Activity:
Do not include the pictures; repeat the rest of the data exactly.
-- Exercise inputs follows --
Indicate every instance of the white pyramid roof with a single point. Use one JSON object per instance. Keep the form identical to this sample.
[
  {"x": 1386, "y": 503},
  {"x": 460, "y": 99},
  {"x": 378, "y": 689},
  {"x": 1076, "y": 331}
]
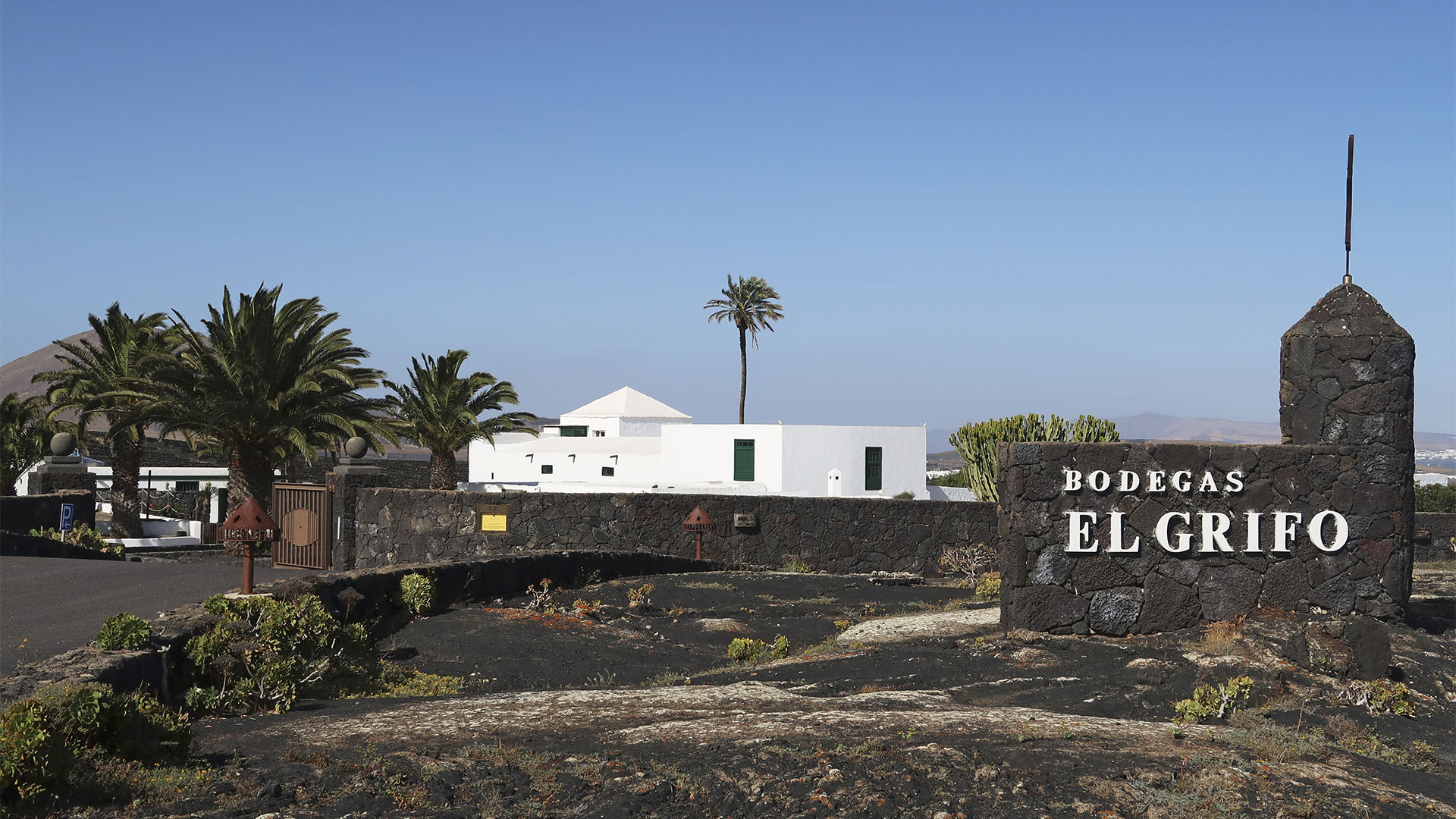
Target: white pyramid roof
[{"x": 626, "y": 403}]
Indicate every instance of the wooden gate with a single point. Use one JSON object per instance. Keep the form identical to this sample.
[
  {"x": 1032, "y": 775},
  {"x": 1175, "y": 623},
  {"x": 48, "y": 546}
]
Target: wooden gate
[{"x": 305, "y": 515}]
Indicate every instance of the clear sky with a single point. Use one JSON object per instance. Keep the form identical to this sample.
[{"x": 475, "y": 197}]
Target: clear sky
[{"x": 970, "y": 209}]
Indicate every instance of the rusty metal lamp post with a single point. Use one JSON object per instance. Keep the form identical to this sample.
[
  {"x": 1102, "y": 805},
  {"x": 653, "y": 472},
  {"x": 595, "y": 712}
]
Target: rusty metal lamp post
[
  {"x": 698, "y": 522},
  {"x": 246, "y": 525}
]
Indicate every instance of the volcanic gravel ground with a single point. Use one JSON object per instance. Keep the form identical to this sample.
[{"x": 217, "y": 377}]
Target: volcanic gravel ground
[{"x": 639, "y": 713}]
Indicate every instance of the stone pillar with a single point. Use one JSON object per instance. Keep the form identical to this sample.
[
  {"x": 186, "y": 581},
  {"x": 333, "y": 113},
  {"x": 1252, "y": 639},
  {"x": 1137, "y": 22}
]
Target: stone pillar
[
  {"x": 346, "y": 480},
  {"x": 1347, "y": 378},
  {"x": 61, "y": 469}
]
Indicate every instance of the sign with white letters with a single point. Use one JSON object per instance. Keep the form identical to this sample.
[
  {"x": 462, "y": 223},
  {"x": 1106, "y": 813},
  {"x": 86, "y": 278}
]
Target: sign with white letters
[{"x": 1177, "y": 531}]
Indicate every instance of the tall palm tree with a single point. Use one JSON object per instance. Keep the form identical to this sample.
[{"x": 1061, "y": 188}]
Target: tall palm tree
[
  {"x": 108, "y": 378},
  {"x": 265, "y": 381},
  {"x": 25, "y": 433},
  {"x": 750, "y": 305},
  {"x": 441, "y": 411}
]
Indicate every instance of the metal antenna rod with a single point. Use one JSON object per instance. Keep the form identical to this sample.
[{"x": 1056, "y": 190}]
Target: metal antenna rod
[{"x": 1350, "y": 190}]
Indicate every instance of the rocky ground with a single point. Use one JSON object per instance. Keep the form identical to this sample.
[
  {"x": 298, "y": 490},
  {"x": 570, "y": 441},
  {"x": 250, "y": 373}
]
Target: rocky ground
[{"x": 893, "y": 701}]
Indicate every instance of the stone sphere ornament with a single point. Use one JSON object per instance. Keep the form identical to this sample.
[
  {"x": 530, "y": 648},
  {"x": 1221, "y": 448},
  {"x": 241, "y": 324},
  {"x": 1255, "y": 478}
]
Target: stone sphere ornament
[{"x": 63, "y": 444}]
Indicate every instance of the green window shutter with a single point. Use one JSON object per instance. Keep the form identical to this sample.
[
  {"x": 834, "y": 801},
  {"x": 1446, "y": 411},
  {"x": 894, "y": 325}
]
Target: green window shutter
[
  {"x": 874, "y": 469},
  {"x": 742, "y": 460}
]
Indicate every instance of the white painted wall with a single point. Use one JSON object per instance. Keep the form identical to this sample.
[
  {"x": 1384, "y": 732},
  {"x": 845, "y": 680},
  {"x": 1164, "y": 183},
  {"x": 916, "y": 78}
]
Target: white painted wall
[
  {"x": 695, "y": 453},
  {"x": 810, "y": 450},
  {"x": 573, "y": 460}
]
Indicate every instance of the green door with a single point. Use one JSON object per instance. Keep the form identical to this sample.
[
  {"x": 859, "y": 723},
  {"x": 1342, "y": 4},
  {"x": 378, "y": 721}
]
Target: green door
[
  {"x": 742, "y": 460},
  {"x": 874, "y": 468}
]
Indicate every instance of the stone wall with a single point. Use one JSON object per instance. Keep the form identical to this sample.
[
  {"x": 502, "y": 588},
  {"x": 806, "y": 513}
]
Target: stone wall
[
  {"x": 1049, "y": 588},
  {"x": 829, "y": 534},
  {"x": 1435, "y": 534},
  {"x": 22, "y": 513}
]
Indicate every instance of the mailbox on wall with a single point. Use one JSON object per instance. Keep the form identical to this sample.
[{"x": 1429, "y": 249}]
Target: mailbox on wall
[{"x": 490, "y": 518}]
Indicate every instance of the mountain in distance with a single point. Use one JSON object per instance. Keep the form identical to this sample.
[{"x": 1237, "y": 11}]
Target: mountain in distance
[
  {"x": 15, "y": 376},
  {"x": 1436, "y": 449}
]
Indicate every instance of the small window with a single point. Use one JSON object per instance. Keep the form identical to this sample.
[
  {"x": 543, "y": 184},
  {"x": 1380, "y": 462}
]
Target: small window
[{"x": 743, "y": 460}]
-- Exercise inputs concluded --
Exercise response:
Indicate every instance of the white pyramid roof with a single point. Use one JSON object per instance. Keep the form identical to this sample.
[
  {"x": 1386, "y": 503},
  {"x": 460, "y": 99},
  {"x": 378, "y": 689},
  {"x": 1076, "y": 331}
]
Target: white pyramid roof
[{"x": 626, "y": 403}]
Indicate every instance of the wooden gate with a single point. Use one JSON object per instance. Keep the form identical to this sample.
[
  {"x": 1032, "y": 775},
  {"x": 1175, "y": 623},
  {"x": 48, "y": 546}
]
Target: wooden gate
[{"x": 305, "y": 515}]
Indicate every instance of the clear sky with a single point. Use one JSON object per instance. Keep the form identical to this sample.
[{"x": 475, "y": 197}]
Target: clear sky
[{"x": 970, "y": 209}]
Indicate every instance of the rusty metal lamp post with a single point. Use one JSON object per instance. Keep the form identical to this sample.
[
  {"x": 1102, "y": 805},
  {"x": 653, "y": 472},
  {"x": 595, "y": 712}
]
Target: rusty metal lamp post
[
  {"x": 698, "y": 522},
  {"x": 246, "y": 525}
]
Indicate every instance of the volcanic gravel ground with a single point. Use one JSON object per instance. Keep the form identical to this sample.
[{"x": 217, "y": 377}]
Target: volcanic gravel ground
[{"x": 639, "y": 713}]
Indicate every instance of the stone pillar with a single point. Use one JSON object per instance. Keep the form identical to this sample.
[
  {"x": 186, "y": 581},
  {"x": 333, "y": 113},
  {"x": 1252, "y": 639},
  {"x": 1137, "y": 22}
]
Target: stone pillar
[
  {"x": 346, "y": 480},
  {"x": 1347, "y": 378},
  {"x": 61, "y": 469}
]
Indicate every instance of the sign with white letters with a single point. Use one JSON object per instance. Keep the form identical to this sample.
[
  {"x": 462, "y": 223},
  {"x": 1106, "y": 813},
  {"x": 86, "y": 278}
]
Target: sign with white letters
[{"x": 1177, "y": 531}]
Indicate every instance of the tall palm tree with a single point. Use one JSON object per instance. Keep the form identical to this sample.
[{"x": 1061, "y": 188}]
Target: tall palm tree
[
  {"x": 108, "y": 378},
  {"x": 265, "y": 381},
  {"x": 25, "y": 433},
  {"x": 750, "y": 305},
  {"x": 441, "y": 411}
]
Indicate every instance of the metal antenna rod with a single point. Use one JSON object per instance. Keep the form identical to this sample.
[{"x": 1056, "y": 190}]
Target: metal antenna rod
[{"x": 1350, "y": 190}]
Indicate every instance of the rocky ground with a single point. Use one JSON object per instance. Keep the form identical to this sample.
[
  {"x": 298, "y": 490},
  {"x": 570, "y": 441},
  {"x": 250, "y": 373}
]
Target: rocky ground
[{"x": 893, "y": 701}]
Indicate every instance of the stone sphere ornament with a single point. Use one JSON object per instance. Keep the form identical to this sample.
[
  {"x": 530, "y": 648},
  {"x": 1221, "y": 448},
  {"x": 241, "y": 324},
  {"x": 1255, "y": 478}
]
Target: stone sphere ornament
[{"x": 63, "y": 444}]
Indicate every instance of the green window shutter with a single point. Use one JSON object per instance. Keep the form identical to this sample.
[
  {"x": 834, "y": 801},
  {"x": 1446, "y": 411},
  {"x": 894, "y": 325}
]
Target: green window shutter
[
  {"x": 874, "y": 469},
  {"x": 742, "y": 460}
]
Indicate every instance of the white painted wall with a single point. Use one JSON object per instance. Keep the form identical to this sample.
[
  {"x": 1384, "y": 732},
  {"x": 845, "y": 680},
  {"x": 1164, "y": 183},
  {"x": 916, "y": 78}
]
Target: white painted wall
[
  {"x": 695, "y": 453},
  {"x": 810, "y": 450},
  {"x": 573, "y": 460}
]
Indicate every instance of the green door with a single point. Use one JSON object per instance. Keep the form identical to this sample.
[
  {"x": 859, "y": 723},
  {"x": 1342, "y": 4},
  {"x": 378, "y": 721}
]
Target: green door
[
  {"x": 742, "y": 460},
  {"x": 874, "y": 468}
]
Indicate every instance of the stone wall with a single point. Use one JSON object per instance. Keep the form identical to this sample.
[
  {"x": 502, "y": 588},
  {"x": 806, "y": 513}
]
Target: stone wall
[
  {"x": 1049, "y": 588},
  {"x": 829, "y": 534},
  {"x": 1435, "y": 534},
  {"x": 22, "y": 513}
]
Indicate every instance of the mailbox on wall with a single point. Use one JSON object per instance. Keep the form identical to this sample.
[{"x": 1429, "y": 249}]
Target: mailbox on wall
[{"x": 490, "y": 518}]
Indicate every instance of the mountain in distance with a single point. Use one JSON object per instance. Keep the form identical to this sample.
[{"x": 1237, "y": 11}]
Target: mountain in distance
[
  {"x": 15, "y": 376},
  {"x": 1436, "y": 449}
]
Indicate every instance of the small window with a single point. Use one JSON object per instance. Keep the form identical to this sample.
[
  {"x": 543, "y": 184},
  {"x": 1380, "y": 462}
]
Target: small window
[{"x": 743, "y": 460}]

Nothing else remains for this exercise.